(Job) Rewrite the material below, replacing each "marker" with "point" and keeping everything else unchanged.
--- START Dataset extract ---
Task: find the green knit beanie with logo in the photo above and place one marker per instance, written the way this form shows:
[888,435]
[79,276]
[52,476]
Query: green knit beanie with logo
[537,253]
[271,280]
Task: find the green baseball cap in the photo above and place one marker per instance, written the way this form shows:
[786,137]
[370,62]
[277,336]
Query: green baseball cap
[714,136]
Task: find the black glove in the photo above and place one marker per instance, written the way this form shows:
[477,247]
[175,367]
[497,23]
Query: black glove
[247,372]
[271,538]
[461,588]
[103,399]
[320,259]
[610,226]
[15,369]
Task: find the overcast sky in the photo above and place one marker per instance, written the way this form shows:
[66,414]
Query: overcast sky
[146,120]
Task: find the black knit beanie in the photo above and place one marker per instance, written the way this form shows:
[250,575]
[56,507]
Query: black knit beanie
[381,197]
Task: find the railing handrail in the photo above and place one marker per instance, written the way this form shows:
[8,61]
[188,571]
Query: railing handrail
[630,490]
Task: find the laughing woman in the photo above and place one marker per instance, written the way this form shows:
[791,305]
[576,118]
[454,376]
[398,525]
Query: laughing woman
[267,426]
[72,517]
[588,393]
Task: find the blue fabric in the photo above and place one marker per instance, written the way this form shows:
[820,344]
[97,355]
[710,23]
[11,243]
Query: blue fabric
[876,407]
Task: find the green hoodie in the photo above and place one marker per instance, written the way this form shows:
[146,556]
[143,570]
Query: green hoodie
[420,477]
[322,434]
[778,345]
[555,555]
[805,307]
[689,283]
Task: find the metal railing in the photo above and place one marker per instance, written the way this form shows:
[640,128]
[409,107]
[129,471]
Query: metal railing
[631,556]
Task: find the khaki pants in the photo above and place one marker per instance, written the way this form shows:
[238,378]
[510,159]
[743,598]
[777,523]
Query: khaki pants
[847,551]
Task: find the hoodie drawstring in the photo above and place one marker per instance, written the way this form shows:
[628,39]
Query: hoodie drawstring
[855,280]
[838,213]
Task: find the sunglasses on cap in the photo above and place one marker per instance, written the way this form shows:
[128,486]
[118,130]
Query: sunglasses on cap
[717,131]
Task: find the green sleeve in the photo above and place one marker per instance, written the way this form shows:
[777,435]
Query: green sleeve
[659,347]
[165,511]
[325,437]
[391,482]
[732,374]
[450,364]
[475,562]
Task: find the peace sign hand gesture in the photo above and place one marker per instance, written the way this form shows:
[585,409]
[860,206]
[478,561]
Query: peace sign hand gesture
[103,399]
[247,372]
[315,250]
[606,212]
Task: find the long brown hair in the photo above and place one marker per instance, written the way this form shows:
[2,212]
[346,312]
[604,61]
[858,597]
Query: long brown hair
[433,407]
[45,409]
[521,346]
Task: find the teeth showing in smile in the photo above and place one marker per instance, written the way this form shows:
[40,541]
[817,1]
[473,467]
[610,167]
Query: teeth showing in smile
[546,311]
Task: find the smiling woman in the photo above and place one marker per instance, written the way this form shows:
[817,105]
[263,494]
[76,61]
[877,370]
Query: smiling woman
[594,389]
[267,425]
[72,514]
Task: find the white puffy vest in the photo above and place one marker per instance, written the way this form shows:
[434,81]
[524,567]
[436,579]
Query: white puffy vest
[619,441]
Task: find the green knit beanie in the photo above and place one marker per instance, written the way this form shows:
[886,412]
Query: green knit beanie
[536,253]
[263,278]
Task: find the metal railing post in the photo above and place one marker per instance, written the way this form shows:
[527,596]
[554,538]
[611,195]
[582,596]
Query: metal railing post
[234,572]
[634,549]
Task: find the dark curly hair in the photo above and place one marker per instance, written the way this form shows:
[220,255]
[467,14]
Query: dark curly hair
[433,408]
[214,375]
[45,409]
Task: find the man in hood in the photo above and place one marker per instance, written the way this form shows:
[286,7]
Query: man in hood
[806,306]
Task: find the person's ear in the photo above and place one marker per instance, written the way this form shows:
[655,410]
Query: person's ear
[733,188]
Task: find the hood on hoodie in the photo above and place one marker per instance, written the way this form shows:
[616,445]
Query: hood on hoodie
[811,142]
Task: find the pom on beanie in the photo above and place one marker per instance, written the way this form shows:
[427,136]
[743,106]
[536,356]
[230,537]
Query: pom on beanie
--- END Dataset extract ---
(Result below)
Task: find the green knit beanie with logo in the photo above and place one point per instance, written the way this form shows:
[888,435]
[79,276]
[52,476]
Query: green knit beanie with logo
[537,253]
[271,280]
Task: find the green baseball cap in the photo above and place one point per instance, written the way this form shows:
[786,137]
[370,62]
[277,336]
Query: green baseball cap
[714,136]
Task: find the black glove in the photo above and place one point per instance, written the way this form shows:
[477,247]
[175,367]
[497,23]
Query: black glove
[247,372]
[271,538]
[461,588]
[103,399]
[320,259]
[610,226]
[15,369]
Task: find the overcast sky in the photo above and place one point per instance, written the way this form shows:
[66,414]
Query: overcast sky
[146,120]
Task: find the black knit beanie in the photo above and place one point per instance, written the way this form shows:
[250,575]
[56,507]
Query: black knit beanie
[381,197]
Task: find the railing handrail in the photo above and place one point per instance, written the way this form shows:
[8,61]
[188,571]
Query: railing handrail
[630,490]
Task: find the laughing woman in the photo above and place one point per instance, written the way this form shows:
[791,305]
[576,118]
[454,376]
[398,525]
Query: laughing woman
[267,426]
[72,517]
[588,393]
Task: find the blue fabric in the photo above and place one point per instance, written the way this form shows:
[820,344]
[97,355]
[710,23]
[11,243]
Query: blue fabric
[876,407]
Task: find the green hoodie in the photo above and place one point per instance, written the way this form shows:
[146,556]
[143,570]
Query: green hoodie
[420,477]
[322,434]
[778,345]
[555,555]
[805,307]
[689,283]
Task: find the metal railing in the photo above and place one point per instance, written the way this form shows:
[640,128]
[409,107]
[129,471]
Query: metal railing
[631,556]
Task: find the khaki pants in the photo above and place one point per instance, written the way this form shows:
[238,378]
[510,159]
[743,598]
[777,523]
Query: khaki pants
[847,551]
Task: find the hoodie drawstring in the photo above and place one point per instance, written the way this form shows:
[628,39]
Query: hoodie drawstring
[855,280]
[838,213]
Task: find the sunglasses on cap in the photo above and place one point per instance, written the way this form shows:
[128,486]
[118,130]
Query: sunglasses on cap
[717,131]
Task: find the green sleeve in the photo above and place one point per instance, written the way this form shows:
[777,435]
Query: green sleeve
[659,347]
[165,511]
[325,437]
[391,482]
[732,374]
[450,364]
[475,562]
Task: find the peace sign hand gesture in the photo above and place one point per instance, written the way this form shows:
[585,409]
[860,206]
[478,561]
Query: peace sign hand gesture
[103,399]
[247,372]
[315,250]
[606,212]
Task: find the long brown hair in the photo above and place one point per instance, written the way this form shows:
[2,212]
[346,312]
[604,61]
[858,597]
Query: long brown hair
[433,407]
[45,409]
[521,346]
Task: find the teeth showing in smile in the photo above and place one point per instance, written the way this form shows:
[40,541]
[817,1]
[473,467]
[610,167]
Query: teeth showing in smile
[546,311]
Task: find the smiling woman in the photo above and place one point per instance, written the way this form shows:
[817,105]
[263,494]
[76,61]
[877,370]
Query: smiling woman
[594,389]
[267,425]
[72,514]
Task: find the white puffy vest in the photo above and place one point per instance, written the way this form shows:
[434,81]
[524,567]
[436,579]
Query: white puffy vest
[619,441]
Task: find the green knit beanie in the photo above and place one point per instance, written the way this form shows:
[886,412]
Query: green knit beanie
[536,253]
[263,278]
Task: find the metal railing post in the photo above and place one point per instance, written the way this form shows:
[527,596]
[554,538]
[611,195]
[582,596]
Query: metal railing post
[234,572]
[634,549]
Task: find the dark curly hair in the photo above and place one point per instance, written the way this form shows:
[220,255]
[467,14]
Query: dark curly hair
[433,408]
[214,375]
[45,409]
Task: find the man in hood in the photo above and place one point per instance, written the way this form shows:
[286,7]
Query: man in hood
[806,306]
Task: find the person's ear in the photo above and place one point per instance, written the way this form shows:
[655,410]
Query: person's ear
[733,188]
Task: find the hood on hoodie in the photo above and place one point per instance, written the way this form shows:
[616,445]
Query: hood on hoodie
[811,142]
Task: find the pom on beanie in the photo above and place one point per instance, written the way this form shows:
[427,136]
[743,106]
[536,356]
[230,537]
Query: pom on beanie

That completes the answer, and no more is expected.